Top of Extracted records

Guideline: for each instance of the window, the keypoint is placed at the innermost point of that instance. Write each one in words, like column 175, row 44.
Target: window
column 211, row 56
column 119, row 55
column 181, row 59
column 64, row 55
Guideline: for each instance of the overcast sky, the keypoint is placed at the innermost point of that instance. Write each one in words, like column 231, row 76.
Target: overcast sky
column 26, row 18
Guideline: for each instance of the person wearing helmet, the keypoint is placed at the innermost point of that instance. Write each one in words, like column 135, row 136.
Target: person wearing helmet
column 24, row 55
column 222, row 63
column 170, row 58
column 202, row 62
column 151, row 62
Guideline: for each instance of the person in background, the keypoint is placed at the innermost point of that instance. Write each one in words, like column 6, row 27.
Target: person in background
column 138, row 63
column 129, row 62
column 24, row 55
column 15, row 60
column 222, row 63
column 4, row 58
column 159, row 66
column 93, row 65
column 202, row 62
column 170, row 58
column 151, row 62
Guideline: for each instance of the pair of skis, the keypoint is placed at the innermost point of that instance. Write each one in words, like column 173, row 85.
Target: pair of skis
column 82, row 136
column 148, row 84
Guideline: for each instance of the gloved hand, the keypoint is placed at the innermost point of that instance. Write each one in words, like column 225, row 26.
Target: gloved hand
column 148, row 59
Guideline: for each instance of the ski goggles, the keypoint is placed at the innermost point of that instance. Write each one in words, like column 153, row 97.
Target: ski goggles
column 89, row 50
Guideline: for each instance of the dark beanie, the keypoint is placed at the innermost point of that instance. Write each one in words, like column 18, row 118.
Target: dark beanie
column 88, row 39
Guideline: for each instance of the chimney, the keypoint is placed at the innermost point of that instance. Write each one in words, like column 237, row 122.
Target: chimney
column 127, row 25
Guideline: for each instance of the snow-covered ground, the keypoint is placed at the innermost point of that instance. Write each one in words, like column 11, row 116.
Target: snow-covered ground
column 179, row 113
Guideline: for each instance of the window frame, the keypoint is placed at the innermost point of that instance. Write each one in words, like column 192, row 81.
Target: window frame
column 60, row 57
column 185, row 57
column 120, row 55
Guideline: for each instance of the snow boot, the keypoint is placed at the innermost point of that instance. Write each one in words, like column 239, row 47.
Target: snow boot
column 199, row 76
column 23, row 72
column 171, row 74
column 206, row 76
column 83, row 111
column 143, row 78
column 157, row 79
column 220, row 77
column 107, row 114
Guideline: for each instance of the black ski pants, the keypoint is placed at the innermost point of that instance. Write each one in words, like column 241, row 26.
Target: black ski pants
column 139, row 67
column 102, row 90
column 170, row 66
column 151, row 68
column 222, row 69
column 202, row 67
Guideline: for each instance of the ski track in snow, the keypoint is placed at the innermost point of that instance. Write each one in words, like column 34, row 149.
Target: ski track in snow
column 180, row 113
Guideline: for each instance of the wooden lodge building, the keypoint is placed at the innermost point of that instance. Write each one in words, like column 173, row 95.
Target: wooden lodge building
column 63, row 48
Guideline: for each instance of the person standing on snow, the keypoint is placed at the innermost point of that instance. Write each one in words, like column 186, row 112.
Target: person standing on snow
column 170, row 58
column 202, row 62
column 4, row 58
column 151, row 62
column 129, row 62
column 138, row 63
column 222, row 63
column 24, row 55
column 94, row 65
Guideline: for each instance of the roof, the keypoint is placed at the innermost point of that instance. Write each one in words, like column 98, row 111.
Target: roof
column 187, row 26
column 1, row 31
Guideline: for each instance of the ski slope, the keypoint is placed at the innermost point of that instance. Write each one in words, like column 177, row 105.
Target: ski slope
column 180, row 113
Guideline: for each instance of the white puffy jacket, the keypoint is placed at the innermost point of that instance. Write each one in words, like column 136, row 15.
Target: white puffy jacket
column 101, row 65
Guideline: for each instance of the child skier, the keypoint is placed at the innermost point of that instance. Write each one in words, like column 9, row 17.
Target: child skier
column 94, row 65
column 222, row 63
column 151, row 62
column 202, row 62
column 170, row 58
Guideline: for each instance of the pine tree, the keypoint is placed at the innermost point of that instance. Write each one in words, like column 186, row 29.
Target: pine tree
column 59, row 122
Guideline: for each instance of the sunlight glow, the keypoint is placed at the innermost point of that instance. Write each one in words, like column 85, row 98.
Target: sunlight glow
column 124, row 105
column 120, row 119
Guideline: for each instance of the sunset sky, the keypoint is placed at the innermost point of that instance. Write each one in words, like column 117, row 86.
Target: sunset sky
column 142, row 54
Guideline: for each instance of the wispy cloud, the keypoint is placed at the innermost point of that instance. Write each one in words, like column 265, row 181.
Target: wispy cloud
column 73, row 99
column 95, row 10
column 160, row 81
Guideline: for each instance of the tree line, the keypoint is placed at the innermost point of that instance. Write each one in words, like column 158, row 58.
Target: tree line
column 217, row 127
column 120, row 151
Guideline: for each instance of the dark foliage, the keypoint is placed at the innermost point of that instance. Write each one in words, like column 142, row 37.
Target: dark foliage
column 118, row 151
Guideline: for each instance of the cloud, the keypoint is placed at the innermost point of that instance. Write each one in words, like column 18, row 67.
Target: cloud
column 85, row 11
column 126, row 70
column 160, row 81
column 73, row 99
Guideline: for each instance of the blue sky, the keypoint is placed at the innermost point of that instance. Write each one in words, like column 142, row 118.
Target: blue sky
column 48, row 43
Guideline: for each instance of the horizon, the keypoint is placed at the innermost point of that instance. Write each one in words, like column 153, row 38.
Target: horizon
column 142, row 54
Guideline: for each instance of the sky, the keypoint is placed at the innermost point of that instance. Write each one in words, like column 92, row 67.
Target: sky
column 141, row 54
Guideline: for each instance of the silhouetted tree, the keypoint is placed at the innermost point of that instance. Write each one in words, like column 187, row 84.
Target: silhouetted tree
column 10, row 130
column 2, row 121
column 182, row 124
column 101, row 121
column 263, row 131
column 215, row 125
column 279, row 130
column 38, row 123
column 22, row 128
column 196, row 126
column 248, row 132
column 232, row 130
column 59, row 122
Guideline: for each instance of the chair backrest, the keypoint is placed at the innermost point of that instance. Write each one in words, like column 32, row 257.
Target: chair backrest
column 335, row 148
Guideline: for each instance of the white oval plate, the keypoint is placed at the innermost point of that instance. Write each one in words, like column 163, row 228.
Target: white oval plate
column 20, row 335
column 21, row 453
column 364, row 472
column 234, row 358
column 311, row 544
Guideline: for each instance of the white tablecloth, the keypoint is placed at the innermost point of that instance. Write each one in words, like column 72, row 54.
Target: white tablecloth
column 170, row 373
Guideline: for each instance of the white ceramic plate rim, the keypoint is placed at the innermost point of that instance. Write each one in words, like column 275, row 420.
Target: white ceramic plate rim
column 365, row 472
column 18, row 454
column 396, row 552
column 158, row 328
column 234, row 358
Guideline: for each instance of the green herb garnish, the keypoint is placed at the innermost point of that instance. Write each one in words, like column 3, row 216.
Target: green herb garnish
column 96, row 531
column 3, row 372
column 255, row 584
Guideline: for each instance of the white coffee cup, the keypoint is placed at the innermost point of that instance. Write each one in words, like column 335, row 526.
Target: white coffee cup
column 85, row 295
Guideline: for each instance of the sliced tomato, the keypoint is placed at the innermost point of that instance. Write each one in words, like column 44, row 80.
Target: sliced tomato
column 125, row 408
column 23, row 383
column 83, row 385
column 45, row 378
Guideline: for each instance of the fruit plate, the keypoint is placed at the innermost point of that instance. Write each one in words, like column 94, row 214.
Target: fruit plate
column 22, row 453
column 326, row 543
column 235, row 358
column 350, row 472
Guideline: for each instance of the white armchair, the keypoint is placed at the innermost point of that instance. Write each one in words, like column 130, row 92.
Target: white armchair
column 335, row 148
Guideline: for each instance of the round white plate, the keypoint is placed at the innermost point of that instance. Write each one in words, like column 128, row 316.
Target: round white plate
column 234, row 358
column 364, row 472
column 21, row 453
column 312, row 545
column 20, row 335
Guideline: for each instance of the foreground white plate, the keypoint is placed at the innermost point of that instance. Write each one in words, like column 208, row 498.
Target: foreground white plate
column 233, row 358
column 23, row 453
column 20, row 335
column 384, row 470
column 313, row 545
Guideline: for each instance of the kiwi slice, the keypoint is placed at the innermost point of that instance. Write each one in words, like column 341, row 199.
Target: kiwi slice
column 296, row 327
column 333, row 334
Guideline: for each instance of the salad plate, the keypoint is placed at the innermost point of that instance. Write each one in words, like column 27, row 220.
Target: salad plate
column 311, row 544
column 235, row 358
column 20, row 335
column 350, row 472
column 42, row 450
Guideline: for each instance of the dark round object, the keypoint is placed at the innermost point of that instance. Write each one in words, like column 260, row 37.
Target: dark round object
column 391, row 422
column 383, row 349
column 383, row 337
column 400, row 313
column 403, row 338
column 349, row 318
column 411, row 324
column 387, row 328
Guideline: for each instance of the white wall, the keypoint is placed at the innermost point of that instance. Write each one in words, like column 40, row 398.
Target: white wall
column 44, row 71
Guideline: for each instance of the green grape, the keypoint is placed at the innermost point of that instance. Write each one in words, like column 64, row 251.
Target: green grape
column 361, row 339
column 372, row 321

Bottom of Extracted records

## [Aim of the task]
Extract the lines of the preceding material that run from the line with "Target: foreground white plate" through the line with "Guideline: for each instance of the white wall, the", inclusive, reproducing them exactly and adding nothing.

## [Final answer]
Target: foreground white plate
column 233, row 358
column 23, row 453
column 20, row 335
column 384, row 470
column 313, row 545
Guideline: for each instance of the kiwi slice, the keypoint is placed at the innermost point of that instance. Write each one in words, like column 341, row 199.
Target: kiwi slice
column 296, row 327
column 333, row 334
Guideline: for each instance of the salad plate, the keypoint is placed at the innermost point of that instance. Write each one in words, like column 27, row 220.
Target: salad plate
column 311, row 544
column 235, row 358
column 20, row 335
column 350, row 472
column 42, row 450
Guideline: for each instance of the dark round object, the keypoint is placed at the innermost point of that instance. Write each one in words, like column 260, row 37.
Target: dark round object
column 391, row 422
column 383, row 349
column 383, row 337
column 400, row 313
column 403, row 338
column 349, row 318
column 411, row 324
column 387, row 328
Guideline: for each instance of the white wall, the keypoint is placed at the innermost point of that instance. Write each one in words, like column 40, row 398.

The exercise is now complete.